Copy everything from the start of the records down to the line containing "pixel 646 831", putting "black suit pants" in place of "dark suit trousers" and keeping the rest the same.

*** Records supplied

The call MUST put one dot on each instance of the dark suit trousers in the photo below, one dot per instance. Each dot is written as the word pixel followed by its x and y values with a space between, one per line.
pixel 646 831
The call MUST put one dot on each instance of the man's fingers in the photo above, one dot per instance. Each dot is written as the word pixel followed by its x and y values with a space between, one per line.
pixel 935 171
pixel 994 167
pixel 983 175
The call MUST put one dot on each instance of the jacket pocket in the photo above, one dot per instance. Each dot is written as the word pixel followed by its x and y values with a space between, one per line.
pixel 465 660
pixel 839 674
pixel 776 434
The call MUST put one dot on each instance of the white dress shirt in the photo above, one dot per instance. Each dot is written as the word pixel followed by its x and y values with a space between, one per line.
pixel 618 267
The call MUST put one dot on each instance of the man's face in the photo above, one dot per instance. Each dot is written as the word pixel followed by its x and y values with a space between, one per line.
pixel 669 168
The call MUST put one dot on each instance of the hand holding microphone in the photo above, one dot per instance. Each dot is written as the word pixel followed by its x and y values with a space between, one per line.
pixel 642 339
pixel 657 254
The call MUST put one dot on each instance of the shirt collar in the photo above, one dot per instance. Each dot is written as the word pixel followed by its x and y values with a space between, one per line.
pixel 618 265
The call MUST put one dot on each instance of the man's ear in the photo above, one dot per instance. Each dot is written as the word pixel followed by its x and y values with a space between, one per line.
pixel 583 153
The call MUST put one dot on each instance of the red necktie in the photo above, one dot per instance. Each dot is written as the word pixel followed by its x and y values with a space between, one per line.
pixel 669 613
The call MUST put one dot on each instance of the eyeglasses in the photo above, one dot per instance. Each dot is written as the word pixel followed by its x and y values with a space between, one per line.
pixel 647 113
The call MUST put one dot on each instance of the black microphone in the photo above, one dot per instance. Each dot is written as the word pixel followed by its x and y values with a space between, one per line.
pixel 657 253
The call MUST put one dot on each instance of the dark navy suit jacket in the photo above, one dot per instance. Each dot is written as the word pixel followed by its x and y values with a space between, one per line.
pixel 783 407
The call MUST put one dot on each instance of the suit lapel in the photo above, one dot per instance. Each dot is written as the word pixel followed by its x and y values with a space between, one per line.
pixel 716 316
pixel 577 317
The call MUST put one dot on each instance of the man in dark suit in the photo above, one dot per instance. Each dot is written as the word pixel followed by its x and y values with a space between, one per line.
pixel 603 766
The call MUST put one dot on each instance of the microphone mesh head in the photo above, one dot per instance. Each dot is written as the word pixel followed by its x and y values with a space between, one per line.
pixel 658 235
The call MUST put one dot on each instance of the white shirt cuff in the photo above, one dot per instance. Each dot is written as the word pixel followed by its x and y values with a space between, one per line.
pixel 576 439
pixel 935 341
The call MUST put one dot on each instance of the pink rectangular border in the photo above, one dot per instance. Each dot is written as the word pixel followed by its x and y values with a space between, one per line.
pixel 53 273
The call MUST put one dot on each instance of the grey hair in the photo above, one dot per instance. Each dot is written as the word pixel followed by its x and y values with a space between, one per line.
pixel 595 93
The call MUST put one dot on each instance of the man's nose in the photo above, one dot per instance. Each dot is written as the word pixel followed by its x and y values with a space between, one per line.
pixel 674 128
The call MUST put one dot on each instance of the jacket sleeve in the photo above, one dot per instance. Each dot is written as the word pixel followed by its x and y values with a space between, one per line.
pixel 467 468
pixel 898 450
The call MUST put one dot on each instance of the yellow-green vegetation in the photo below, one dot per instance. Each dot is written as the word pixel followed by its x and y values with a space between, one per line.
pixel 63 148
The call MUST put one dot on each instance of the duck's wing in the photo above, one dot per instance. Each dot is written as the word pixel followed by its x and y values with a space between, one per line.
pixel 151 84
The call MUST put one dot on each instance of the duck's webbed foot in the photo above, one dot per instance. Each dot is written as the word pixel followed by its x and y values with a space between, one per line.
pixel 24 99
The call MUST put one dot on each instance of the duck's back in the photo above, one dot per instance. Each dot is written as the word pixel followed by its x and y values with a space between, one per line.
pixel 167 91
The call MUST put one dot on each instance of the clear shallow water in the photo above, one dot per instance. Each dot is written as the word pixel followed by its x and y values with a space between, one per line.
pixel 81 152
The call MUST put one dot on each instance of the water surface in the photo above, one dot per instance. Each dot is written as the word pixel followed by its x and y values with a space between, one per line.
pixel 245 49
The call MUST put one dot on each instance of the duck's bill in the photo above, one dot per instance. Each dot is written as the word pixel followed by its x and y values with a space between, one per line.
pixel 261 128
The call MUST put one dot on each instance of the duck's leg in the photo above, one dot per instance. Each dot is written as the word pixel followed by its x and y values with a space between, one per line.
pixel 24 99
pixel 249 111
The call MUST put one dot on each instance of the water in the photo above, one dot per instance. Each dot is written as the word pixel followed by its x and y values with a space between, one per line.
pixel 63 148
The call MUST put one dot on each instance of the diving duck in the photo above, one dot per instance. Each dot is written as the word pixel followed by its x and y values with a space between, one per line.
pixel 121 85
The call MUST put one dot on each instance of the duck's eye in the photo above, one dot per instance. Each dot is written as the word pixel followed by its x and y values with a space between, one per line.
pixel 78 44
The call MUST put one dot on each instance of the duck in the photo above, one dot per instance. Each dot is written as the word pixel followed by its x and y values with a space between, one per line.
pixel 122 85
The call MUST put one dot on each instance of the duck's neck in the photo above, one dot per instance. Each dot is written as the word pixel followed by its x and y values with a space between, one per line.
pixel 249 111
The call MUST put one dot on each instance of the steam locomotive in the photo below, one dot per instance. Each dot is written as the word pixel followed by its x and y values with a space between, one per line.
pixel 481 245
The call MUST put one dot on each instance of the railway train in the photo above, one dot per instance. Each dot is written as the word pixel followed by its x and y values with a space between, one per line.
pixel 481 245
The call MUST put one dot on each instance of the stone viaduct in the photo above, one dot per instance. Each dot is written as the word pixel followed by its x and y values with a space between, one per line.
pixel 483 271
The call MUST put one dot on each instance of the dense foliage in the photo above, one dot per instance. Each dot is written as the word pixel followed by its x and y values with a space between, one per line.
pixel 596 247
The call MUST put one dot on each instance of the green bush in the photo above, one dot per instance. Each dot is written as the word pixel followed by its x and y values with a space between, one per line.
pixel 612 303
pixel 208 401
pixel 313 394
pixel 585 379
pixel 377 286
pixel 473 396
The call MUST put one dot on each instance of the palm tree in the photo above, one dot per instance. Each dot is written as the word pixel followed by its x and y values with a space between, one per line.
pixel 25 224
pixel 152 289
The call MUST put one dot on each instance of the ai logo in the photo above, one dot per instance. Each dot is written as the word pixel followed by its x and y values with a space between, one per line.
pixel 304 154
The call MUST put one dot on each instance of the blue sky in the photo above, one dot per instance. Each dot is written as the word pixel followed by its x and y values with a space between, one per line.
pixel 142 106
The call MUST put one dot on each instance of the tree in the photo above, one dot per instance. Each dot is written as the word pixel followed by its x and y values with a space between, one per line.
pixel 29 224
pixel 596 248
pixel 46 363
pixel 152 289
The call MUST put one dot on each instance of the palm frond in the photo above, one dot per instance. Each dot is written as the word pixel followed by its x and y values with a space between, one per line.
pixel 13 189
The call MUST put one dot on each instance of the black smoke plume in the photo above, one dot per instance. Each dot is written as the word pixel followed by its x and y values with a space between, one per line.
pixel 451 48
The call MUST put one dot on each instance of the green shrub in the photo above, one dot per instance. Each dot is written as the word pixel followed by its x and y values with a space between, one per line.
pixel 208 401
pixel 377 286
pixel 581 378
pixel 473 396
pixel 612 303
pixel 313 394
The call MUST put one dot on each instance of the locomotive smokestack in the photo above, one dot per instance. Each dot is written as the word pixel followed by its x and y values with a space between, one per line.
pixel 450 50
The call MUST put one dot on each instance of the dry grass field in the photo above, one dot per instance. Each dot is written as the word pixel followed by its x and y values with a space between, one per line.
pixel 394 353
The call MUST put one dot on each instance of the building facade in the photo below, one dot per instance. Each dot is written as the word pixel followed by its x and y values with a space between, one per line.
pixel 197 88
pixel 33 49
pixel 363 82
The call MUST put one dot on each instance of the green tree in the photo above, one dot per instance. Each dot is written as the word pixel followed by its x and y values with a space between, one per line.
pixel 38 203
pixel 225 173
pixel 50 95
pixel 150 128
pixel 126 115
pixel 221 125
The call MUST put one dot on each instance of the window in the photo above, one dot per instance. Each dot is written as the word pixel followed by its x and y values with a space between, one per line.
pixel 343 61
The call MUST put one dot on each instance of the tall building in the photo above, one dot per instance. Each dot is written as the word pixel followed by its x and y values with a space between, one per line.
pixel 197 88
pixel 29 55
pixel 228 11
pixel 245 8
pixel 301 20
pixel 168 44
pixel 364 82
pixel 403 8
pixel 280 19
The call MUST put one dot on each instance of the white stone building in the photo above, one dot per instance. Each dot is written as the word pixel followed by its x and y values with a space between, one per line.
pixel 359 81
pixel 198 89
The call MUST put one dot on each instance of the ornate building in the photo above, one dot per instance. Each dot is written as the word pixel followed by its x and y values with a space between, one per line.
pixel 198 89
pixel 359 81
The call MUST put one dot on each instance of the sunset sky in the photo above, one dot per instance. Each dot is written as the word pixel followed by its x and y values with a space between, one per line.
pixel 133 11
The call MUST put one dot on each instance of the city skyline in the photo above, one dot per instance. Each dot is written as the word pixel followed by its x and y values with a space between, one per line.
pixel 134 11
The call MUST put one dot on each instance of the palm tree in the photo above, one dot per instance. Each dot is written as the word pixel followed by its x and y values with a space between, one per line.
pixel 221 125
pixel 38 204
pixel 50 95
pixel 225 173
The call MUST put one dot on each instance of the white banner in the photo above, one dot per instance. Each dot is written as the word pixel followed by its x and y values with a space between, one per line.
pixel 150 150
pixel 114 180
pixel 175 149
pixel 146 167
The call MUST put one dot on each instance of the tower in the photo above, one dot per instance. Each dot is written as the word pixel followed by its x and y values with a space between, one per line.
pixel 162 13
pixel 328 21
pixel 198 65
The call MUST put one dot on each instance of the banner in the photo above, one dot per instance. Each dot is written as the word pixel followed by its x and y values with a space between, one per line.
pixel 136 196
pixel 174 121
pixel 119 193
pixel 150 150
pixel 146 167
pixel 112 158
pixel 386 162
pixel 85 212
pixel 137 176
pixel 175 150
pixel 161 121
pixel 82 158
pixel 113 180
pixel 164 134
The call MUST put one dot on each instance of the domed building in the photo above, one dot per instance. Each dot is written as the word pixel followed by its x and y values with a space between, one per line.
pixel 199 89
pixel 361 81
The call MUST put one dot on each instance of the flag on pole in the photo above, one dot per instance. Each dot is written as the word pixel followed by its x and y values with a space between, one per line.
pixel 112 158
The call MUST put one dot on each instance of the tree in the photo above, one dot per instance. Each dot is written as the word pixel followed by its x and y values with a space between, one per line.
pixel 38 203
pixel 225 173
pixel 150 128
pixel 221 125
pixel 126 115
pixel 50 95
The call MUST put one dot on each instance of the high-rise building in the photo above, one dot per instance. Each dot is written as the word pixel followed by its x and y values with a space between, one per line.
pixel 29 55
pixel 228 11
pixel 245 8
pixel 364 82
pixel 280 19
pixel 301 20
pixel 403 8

******

▶ Problem solution
The call MUST put one dot on each instance of the black suit pants in the photo below, one dot per instance. Each dot is written as the word pixel followed by its x and y values with a space between, one per line.
pixel 646 831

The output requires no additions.